Extracted data:
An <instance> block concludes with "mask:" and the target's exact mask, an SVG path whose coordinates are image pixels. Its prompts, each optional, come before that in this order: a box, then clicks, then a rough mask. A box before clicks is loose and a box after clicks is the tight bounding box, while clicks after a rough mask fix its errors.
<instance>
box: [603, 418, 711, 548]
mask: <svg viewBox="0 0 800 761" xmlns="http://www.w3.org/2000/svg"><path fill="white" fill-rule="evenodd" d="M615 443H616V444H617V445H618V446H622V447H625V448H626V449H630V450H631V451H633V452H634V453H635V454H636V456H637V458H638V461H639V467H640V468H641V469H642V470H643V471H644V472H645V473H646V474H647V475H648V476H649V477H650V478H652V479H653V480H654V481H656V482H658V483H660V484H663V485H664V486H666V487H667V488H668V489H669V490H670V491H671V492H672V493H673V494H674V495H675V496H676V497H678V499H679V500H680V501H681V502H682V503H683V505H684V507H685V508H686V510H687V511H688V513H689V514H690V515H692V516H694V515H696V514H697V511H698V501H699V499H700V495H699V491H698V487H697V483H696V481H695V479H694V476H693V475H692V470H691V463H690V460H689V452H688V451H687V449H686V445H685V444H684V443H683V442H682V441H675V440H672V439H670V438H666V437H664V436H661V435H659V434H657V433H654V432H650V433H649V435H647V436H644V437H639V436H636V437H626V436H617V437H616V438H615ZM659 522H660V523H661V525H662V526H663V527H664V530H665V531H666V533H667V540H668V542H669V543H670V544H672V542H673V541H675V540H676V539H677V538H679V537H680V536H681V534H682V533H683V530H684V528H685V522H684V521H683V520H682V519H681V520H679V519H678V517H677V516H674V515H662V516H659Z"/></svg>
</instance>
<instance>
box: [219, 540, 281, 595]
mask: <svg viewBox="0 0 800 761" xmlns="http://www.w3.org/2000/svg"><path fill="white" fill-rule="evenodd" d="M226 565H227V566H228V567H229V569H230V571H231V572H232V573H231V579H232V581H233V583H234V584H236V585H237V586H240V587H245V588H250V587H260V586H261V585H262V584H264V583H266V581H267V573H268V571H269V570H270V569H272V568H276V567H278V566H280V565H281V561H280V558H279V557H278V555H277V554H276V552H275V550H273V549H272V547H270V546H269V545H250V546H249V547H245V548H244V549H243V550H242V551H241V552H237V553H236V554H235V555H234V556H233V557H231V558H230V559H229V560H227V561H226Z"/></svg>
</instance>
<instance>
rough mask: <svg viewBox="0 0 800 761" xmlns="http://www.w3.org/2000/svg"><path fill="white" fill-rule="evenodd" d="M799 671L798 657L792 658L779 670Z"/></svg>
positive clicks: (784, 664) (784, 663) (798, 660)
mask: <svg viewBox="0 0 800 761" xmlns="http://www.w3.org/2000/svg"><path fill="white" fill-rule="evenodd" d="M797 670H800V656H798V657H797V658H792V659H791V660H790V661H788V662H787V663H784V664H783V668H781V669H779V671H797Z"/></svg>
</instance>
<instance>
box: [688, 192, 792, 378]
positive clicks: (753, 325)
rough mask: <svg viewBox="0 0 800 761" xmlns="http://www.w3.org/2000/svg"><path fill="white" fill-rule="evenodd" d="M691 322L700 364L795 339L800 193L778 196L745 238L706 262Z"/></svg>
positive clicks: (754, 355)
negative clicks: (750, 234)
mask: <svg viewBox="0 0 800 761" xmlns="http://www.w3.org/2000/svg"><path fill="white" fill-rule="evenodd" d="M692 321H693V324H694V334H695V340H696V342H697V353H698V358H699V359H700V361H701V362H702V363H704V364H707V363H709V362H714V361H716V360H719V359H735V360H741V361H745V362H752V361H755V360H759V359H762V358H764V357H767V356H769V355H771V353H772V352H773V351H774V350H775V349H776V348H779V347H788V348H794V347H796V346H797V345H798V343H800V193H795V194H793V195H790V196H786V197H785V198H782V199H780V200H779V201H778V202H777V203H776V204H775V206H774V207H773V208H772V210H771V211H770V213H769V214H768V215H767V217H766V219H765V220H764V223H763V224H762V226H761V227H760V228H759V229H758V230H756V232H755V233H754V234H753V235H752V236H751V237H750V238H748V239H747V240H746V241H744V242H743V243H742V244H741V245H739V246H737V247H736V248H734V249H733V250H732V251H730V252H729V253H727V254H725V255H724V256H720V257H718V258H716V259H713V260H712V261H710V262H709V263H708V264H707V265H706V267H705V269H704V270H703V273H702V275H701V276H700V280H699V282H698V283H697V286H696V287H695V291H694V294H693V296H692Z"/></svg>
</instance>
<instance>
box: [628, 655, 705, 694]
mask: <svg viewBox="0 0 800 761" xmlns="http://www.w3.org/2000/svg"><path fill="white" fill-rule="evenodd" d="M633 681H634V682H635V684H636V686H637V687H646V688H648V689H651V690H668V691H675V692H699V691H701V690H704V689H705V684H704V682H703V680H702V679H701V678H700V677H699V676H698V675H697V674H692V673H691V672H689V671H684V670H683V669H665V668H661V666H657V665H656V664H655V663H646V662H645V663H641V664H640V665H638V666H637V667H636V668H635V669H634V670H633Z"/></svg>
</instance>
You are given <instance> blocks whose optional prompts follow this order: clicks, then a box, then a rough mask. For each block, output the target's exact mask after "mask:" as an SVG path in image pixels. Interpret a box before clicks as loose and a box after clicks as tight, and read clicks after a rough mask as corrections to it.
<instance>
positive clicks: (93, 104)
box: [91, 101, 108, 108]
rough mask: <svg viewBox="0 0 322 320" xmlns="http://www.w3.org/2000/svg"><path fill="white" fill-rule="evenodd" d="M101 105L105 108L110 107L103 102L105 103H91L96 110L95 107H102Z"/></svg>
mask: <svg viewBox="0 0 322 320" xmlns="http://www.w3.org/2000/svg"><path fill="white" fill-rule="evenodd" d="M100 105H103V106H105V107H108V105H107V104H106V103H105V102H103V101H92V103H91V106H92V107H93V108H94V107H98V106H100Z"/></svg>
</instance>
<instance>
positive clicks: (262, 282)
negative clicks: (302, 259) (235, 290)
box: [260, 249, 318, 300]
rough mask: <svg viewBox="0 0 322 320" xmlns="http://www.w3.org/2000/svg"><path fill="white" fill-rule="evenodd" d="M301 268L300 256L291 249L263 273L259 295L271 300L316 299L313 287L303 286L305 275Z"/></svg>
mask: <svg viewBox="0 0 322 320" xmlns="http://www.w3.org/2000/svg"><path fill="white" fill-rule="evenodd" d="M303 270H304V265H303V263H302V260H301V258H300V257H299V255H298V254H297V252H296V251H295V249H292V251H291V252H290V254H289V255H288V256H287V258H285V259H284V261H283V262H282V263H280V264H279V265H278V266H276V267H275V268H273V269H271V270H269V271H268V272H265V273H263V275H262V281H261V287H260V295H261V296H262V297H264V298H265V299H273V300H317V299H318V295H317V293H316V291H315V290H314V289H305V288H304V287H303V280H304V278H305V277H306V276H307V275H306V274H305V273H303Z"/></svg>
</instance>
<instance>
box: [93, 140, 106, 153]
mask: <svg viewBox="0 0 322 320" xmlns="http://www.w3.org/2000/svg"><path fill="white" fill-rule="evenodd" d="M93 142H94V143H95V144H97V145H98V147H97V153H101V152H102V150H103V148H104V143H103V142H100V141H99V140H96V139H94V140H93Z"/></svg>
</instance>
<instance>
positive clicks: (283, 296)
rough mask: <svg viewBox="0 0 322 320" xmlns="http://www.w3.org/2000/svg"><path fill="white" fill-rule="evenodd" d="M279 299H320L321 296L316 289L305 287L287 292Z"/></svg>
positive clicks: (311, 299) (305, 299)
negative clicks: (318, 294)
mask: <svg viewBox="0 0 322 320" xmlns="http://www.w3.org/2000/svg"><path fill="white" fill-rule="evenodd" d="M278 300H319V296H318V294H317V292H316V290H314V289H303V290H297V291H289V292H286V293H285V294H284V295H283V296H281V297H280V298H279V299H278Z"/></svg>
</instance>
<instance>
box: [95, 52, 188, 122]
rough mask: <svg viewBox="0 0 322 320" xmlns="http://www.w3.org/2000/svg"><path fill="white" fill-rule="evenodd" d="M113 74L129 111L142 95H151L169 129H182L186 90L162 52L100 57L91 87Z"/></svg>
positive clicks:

Required work:
Nothing should appear in the answer except the lines from the one containing "74L129 111L142 95H151L169" to the end of the data above, reproduced exactly.

The completed task:
rough mask: <svg viewBox="0 0 322 320" xmlns="http://www.w3.org/2000/svg"><path fill="white" fill-rule="evenodd" d="M113 74L129 111L142 95H151L169 129H182L186 90L162 52L100 57L91 87Z"/></svg>
positive clicks:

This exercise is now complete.